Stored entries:
---*---

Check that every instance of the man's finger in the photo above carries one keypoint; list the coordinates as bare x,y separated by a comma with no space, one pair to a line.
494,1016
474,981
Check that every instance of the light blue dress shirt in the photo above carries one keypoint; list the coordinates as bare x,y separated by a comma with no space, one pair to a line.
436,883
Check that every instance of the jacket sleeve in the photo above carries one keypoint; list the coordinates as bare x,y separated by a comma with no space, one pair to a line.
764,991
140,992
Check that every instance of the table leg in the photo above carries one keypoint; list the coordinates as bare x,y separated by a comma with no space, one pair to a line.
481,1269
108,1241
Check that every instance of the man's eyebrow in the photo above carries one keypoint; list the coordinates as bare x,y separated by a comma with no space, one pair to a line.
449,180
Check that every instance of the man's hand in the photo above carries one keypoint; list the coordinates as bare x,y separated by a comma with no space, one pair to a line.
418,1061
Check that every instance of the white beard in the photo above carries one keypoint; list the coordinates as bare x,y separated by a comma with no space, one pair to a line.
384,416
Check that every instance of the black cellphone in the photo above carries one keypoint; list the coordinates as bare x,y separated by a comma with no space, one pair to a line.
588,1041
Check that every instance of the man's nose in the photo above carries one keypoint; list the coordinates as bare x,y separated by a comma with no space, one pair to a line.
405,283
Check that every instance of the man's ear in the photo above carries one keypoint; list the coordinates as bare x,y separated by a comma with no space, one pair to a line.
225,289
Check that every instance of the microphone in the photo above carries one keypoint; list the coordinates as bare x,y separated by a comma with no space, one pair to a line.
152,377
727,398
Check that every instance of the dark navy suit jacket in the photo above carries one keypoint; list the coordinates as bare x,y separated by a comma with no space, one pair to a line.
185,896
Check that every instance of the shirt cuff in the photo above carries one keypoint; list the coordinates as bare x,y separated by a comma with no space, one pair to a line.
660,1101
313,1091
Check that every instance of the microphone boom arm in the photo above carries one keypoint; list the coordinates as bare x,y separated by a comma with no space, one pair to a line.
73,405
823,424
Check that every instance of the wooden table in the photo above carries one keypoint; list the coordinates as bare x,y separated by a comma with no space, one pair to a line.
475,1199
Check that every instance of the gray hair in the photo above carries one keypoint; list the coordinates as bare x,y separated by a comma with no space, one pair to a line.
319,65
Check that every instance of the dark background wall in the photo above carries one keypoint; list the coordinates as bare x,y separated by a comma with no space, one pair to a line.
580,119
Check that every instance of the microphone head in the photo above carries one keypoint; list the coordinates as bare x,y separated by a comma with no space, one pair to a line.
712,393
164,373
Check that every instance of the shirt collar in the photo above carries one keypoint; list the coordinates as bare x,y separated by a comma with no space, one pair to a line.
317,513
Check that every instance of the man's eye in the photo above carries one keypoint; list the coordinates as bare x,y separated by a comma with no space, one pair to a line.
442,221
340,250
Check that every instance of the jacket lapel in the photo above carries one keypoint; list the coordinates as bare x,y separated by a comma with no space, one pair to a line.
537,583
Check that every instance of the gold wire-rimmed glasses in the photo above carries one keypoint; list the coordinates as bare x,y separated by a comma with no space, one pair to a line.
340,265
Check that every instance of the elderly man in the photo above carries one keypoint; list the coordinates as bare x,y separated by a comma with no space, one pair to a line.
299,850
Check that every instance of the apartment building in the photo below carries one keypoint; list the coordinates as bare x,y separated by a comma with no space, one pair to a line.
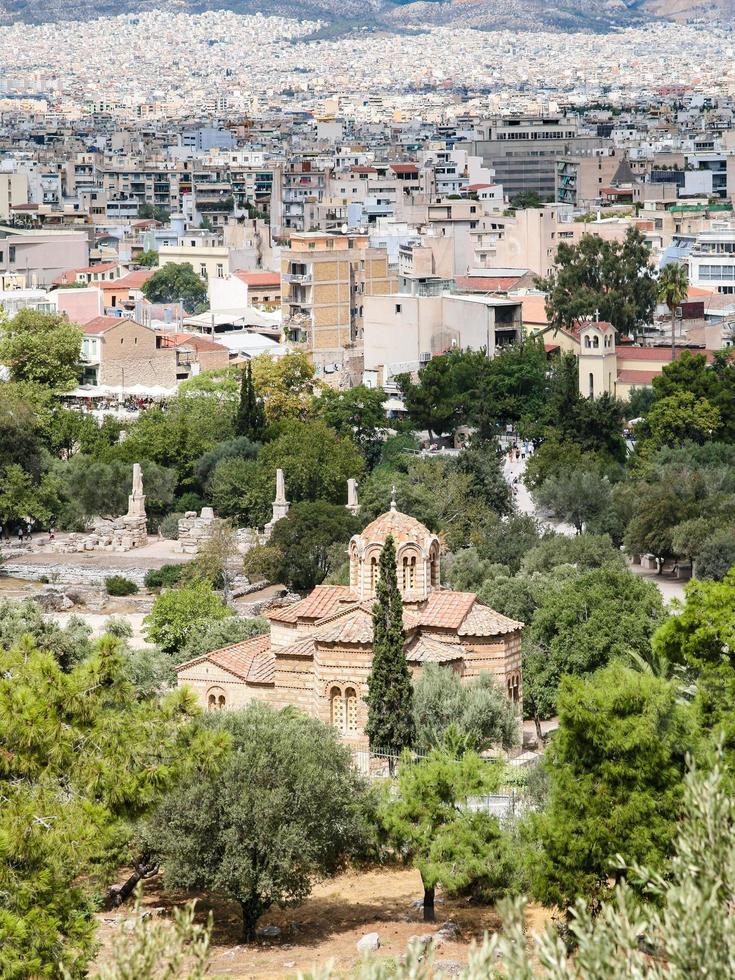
712,258
41,255
121,353
523,150
581,180
324,282
402,332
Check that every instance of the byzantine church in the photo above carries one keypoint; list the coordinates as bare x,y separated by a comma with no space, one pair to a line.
318,654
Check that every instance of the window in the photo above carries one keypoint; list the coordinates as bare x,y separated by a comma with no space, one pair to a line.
373,573
351,702
337,709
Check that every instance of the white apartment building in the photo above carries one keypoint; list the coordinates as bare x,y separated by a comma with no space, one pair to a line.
712,258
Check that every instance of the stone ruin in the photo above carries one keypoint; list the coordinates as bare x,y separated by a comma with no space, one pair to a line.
117,534
196,529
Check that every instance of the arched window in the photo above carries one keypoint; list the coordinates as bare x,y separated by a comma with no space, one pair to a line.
337,709
373,573
351,704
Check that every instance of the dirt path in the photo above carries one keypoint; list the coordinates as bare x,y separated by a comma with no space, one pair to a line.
329,924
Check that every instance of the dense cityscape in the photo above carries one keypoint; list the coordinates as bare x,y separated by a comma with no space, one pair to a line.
367,490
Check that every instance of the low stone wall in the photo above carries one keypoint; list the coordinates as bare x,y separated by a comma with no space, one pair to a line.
69,573
195,530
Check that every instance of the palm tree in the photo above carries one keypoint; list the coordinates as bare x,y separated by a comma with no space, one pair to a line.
672,288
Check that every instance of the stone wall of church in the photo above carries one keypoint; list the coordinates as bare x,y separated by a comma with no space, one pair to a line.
207,678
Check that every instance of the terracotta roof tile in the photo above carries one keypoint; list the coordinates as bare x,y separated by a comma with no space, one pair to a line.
259,278
484,621
446,609
322,602
101,324
262,668
427,649
355,626
301,648
237,658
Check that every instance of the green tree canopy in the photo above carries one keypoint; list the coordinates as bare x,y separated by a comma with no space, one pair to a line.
477,711
357,412
305,538
285,809
612,279
176,282
616,768
177,613
41,348
250,421
429,822
598,616
81,759
390,725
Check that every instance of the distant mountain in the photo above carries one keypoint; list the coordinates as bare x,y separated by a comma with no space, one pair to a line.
557,15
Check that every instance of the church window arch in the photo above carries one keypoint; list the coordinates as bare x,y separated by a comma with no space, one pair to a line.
373,573
337,709
351,710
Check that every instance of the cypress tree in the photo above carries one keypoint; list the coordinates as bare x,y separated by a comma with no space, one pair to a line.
390,693
250,414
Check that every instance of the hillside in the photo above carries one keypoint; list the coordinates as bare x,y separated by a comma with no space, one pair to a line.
559,15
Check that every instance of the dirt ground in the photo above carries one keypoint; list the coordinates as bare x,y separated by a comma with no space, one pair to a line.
328,925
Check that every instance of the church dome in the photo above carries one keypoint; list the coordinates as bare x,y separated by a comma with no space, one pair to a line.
417,555
403,527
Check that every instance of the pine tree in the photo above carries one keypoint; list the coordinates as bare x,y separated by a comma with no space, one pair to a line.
390,694
250,413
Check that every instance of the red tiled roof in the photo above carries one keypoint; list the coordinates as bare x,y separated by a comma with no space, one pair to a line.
446,609
637,377
101,324
484,621
70,275
196,341
355,626
321,603
487,284
133,280
239,658
427,649
259,278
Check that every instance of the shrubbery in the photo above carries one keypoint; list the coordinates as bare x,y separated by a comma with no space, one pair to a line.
165,577
118,585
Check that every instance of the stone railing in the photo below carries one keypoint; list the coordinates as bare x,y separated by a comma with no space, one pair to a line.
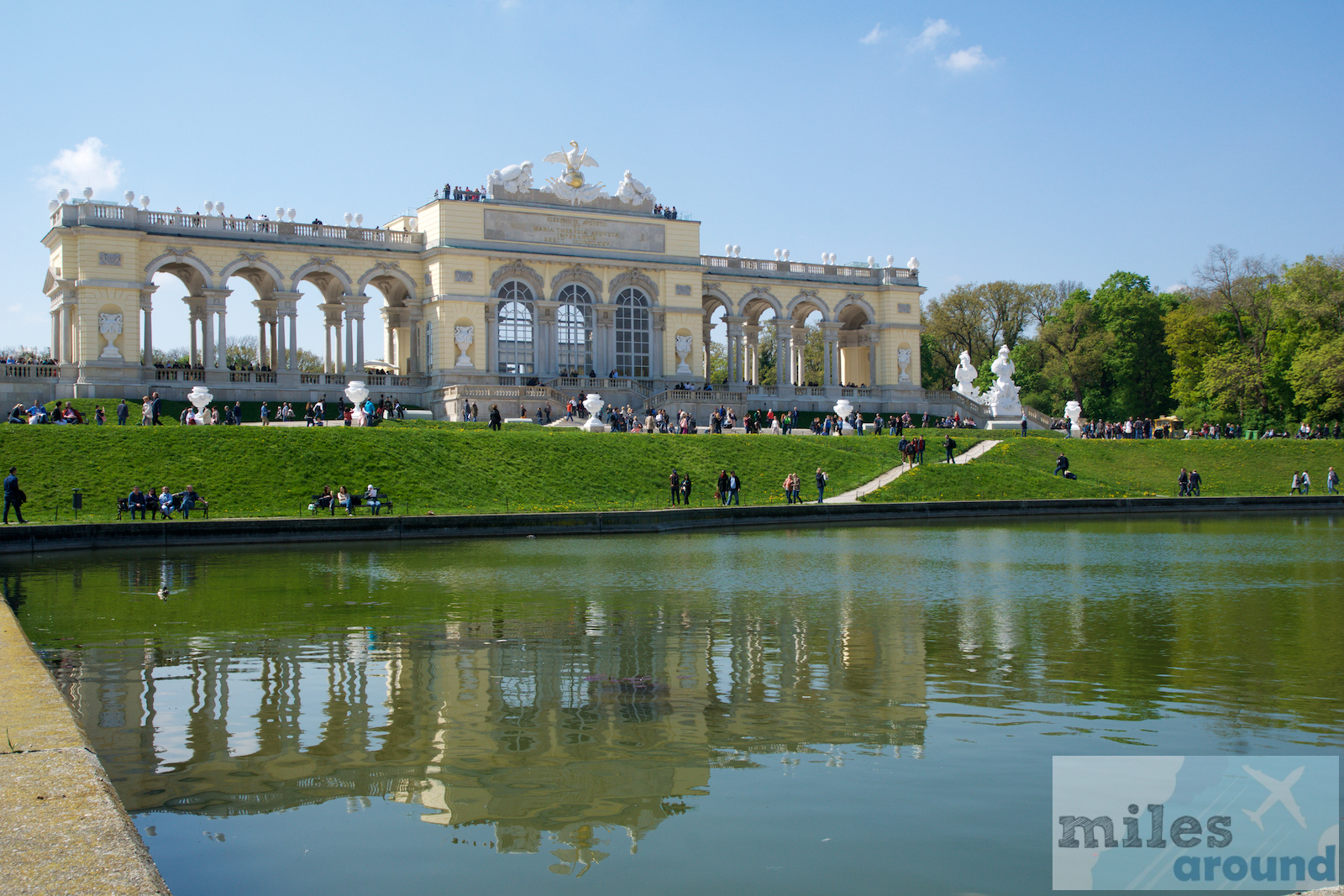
31,371
108,215
847,271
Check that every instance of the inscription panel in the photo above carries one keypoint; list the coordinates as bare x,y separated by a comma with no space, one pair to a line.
575,230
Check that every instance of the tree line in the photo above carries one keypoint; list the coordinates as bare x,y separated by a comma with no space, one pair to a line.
1247,342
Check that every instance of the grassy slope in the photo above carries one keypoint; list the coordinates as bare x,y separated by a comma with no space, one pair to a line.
421,465
1021,468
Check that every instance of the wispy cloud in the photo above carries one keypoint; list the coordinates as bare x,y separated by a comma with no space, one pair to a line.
85,165
968,60
934,29
874,36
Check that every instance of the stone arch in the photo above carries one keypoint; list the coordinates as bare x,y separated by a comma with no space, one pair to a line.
326,275
850,308
255,269
183,265
578,275
517,270
638,278
757,301
387,277
804,304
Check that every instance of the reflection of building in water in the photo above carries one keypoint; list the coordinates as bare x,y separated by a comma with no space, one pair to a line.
531,727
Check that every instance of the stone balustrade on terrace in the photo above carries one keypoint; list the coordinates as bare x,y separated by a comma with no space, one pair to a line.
280,231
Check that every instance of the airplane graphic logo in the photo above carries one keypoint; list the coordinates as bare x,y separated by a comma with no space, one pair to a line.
1280,792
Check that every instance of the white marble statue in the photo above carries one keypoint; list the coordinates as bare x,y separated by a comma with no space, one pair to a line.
514,179
1073,410
571,184
111,328
633,192
967,375
683,349
1001,401
464,336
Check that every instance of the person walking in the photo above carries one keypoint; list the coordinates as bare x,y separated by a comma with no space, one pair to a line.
13,496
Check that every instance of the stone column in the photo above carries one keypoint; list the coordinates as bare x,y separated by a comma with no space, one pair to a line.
223,343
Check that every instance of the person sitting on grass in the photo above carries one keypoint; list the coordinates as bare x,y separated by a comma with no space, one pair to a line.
136,501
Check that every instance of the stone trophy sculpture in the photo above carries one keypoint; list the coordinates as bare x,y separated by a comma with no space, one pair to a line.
967,375
1001,401
464,336
683,351
109,325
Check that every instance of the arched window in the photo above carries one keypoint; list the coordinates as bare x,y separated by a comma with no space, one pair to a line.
515,328
575,331
632,333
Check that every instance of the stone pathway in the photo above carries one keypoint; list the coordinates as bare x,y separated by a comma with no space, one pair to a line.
890,476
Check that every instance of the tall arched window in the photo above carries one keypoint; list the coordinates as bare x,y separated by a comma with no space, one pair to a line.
515,329
632,333
575,331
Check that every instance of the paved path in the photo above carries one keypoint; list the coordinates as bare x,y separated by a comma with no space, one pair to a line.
890,476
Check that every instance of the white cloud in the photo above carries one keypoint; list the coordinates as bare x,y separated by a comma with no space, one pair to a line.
85,165
933,29
968,60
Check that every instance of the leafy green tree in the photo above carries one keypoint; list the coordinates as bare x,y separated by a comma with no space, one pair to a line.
1137,364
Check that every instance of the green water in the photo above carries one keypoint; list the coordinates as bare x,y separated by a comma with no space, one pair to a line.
851,711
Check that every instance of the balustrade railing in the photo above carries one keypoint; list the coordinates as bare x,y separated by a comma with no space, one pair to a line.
31,371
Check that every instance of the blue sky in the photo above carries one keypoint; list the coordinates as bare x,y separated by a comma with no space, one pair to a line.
1021,141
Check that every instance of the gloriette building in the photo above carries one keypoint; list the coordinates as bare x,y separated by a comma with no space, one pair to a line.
530,295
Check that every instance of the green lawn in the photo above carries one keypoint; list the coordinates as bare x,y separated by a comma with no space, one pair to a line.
423,465
1021,468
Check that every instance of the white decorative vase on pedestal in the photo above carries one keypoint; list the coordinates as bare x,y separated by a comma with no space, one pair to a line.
199,396
356,391
595,407
844,409
1073,411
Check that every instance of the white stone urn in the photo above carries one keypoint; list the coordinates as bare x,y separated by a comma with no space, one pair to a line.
1073,411
201,396
595,407
356,391
844,409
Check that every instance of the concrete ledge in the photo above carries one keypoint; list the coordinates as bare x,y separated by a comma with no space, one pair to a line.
15,539
65,829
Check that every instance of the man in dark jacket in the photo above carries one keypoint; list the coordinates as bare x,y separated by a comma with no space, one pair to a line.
13,496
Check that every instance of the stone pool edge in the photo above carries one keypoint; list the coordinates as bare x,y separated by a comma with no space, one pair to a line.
84,537
66,831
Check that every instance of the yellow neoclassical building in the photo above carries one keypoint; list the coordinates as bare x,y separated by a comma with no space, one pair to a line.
521,296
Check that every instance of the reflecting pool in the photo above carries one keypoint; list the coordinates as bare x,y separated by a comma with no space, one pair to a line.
796,711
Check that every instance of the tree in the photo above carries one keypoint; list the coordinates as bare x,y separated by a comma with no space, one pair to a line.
1137,364
1075,343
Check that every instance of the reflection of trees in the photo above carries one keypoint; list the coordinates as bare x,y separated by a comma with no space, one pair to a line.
531,727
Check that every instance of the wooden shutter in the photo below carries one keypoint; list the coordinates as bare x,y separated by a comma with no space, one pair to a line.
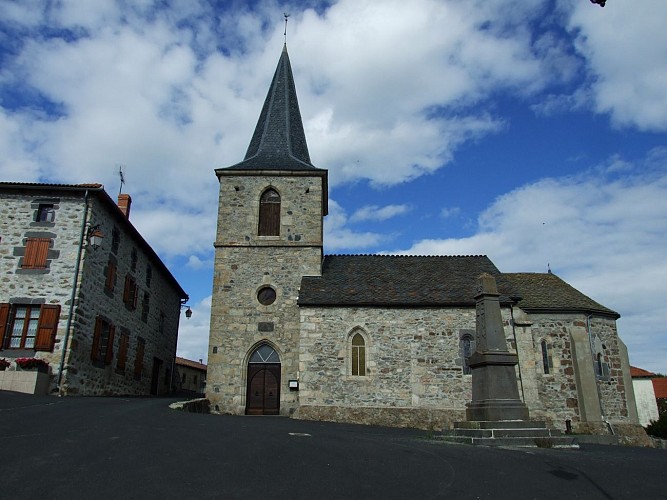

---*---

- [Written request]:
Render the lines of the entries above as a JSON list of strings, one string per line and no blank lines, beginning at the line that contains "Check that every instance of the reflection of trees" and continuing through the end of the entries. Leave out any pictures.

- [Right answer]:
[
  "Check that every instance of the reflection of trees in the photo above carries one keypoint; list the coordinates as bare x,y separated by a comma with no space, one pair to a line.",
  "531,727",
  "Check that every instance of the wooden shutter in the photo below carries one keypoint; list the coordinates as bare x,y separated by a comma with no space, one pair to a line."
]